● Text excerpt:
---
Data revealing migrations of larval reef fish vital for designing networks of marine protected areas
Networks of biologically-connected marine protected areas need to be carefully planned, taking into account the open ocean migrations of marine fish larvae that take them from one home to another sometimes hundreds of kilometers away.
Research published today in the international journal Oecologia sheds new light on the dispersal of marine fish in their larval stages, important information for the effective design of marine protected areas (MPAs), a widely advocated conservation tool.
Using a novel genetic analysis, researchers at the University of Windsor, Canada, and the United Nations University's Canadian-based Institute for Water, Environment and Health (UNU-INWEH) studied dispersal and connectivity among populations of the bicolor damselfish -- a species common to Caribbean coral reefs and a convenient proxy for many coral reef fish species with similar biology, including a typical 30-day larval stage.
Using samples of newly settled juvenile fish from sites in Belize and Mexico, they traced the origins of hundreds of individual fish larvae back to putative source populations.
"This is the first time that genetic 'assignment tests' have been used to delineate the pattern of connectivity for a marine fish in a region of this size (approximately 6,000 square kilometers)," says lead author Derek Hogan of the University of Windsor, now at University of Wisconsin.
"We found that larvae of this species, on average, traveled 77 km from home in the 30-day larval period," says Dr. Hogan. "Although some fish remained close to home in the same period, some traveled almost 200 km - roughly the distance from New York City to Albany - an impressive feat for a larva about the size of a baby fingernail."
The scientists were surprised to find that patterns of larval dispersal among reefs changed from year to year, driven perhaps by changes in oceanographic currents or meteorological events.
"These results show that it is possible to characterize the pattern of connectivity for selected species, with considerable detail" says co-author Prof. Daniel Heath of the University of Windsor.
"These studies are invaluable for understanding how to design networks of marine protected areas effectively," says Dr. Hogan. "The functioning, and therefore the success, of networks of MPAs designed for conserving species depends fundamentally on our deep understanding of larval migrations."
The authors caution that more work is needed to determine factors that cause larval dispersal to fluctuate from year to year.
"Our results reveal that developing a precise understanding of connectivity patterns is going to be more difficult than previously assumed, because they vary through time," says co-author Peter F. Sale, Assistant Director at UNU-INWEH.
"Long-term, we need to be building models that can simulate connectivity in ways that reproduce these year-to-year changes. Models that can do that will be broadly applicable and powerful management tools."
The study is part of the Coral Reef Targeted Research Project (CRTR), a World Bank and University of Queensland-led project funded by the Global Environment Facility. CRTR involves over 100 investigators from universities and research centers worldwide. Its Connectivity Working Group, led by Dr. Sale and managed by UNU-INWEH, focuses its research activity primarily in the western Caribbean.
These results add to the CRTR Project's impressive total of new science results on selected questions deemed key to improving management of coral reef systems worldwide.
---
● Directions:
1. Answer from the article on larval reef fish.
(a) In which journal was the research published?
(b) On average, how far did the larvae travel from home in the 30-day larval period?
(c) Who leads the Connectivity Working Group of the Coral Reef Targeted Research Project?
2. Reproduce the article on larval reef fish word for word, beginning at the words "These results add" and stopping after "reef systems worldwide.".
The material that comes next is from a source separate from the article on larval reef fish.
---
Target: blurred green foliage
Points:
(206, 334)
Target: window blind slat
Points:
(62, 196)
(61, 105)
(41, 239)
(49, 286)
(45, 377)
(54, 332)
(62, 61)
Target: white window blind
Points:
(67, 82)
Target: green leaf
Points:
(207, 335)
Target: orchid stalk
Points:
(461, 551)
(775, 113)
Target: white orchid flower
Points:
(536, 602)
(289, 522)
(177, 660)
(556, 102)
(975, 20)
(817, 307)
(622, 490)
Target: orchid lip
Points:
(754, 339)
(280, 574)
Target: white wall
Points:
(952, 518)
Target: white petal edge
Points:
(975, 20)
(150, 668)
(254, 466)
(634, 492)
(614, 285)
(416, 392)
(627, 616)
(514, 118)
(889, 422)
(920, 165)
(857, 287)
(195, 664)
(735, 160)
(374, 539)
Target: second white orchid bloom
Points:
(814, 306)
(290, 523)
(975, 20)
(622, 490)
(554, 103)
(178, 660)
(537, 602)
---
● Solutions to the problems:
1.
(a) Oecologia
(b) 77 km
(c) Dr. Peter F. Sale

2.
These results add to the CRTR Project's impressive total of new science results on selected questions deemed key to improving management of coral reef systems worldwide.